[BEGIN Data]

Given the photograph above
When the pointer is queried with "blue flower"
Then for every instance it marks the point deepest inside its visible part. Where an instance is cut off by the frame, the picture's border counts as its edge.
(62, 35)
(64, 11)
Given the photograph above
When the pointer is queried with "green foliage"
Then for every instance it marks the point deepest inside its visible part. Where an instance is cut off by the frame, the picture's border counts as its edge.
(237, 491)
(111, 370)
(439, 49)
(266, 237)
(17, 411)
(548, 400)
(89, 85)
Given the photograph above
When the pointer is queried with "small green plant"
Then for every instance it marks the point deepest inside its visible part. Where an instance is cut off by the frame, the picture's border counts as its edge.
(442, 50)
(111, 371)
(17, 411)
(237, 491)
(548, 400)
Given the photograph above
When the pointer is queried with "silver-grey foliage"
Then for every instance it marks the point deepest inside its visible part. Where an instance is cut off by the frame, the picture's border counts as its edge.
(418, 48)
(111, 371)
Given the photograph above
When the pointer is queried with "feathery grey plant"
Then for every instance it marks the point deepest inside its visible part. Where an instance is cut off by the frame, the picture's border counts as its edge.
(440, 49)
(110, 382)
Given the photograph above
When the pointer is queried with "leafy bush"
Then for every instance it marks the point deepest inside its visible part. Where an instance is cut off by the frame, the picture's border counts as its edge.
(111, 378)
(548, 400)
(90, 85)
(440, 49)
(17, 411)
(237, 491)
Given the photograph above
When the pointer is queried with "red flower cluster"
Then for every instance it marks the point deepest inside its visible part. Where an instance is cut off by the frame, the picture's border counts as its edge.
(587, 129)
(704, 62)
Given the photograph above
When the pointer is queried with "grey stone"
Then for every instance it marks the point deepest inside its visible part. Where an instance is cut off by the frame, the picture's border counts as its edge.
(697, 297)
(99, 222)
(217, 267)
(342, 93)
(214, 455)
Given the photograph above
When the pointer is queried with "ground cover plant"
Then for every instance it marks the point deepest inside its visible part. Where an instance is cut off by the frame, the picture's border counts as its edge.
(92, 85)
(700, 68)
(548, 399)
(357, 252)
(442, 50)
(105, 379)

[END Data]

* **Task objective**
Copy every line above that contains the string "grey". Uppercase and lowercase letters count as different.

* **Problem solution**
When the pointer is queried with "silver-grey foliage"
When the pointer is queried with "feathery grey plant"
When the pointer is queried with "grey stone"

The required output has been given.